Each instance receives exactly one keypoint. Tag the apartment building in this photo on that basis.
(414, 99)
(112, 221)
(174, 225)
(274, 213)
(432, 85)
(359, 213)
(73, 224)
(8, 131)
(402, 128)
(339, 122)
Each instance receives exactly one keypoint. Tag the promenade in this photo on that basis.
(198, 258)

### Directions for this task
Repeat the lines above exactly.

### Result for this exercise
Each instance receives exactly one keypoint. Tag the apartment building in this photo on that basis.
(414, 99)
(112, 221)
(174, 225)
(274, 213)
(432, 85)
(359, 213)
(73, 224)
(8, 131)
(402, 128)
(339, 122)
Each instance receives exactly one keypoint. Tag the promenade in this photo on that basis.
(198, 258)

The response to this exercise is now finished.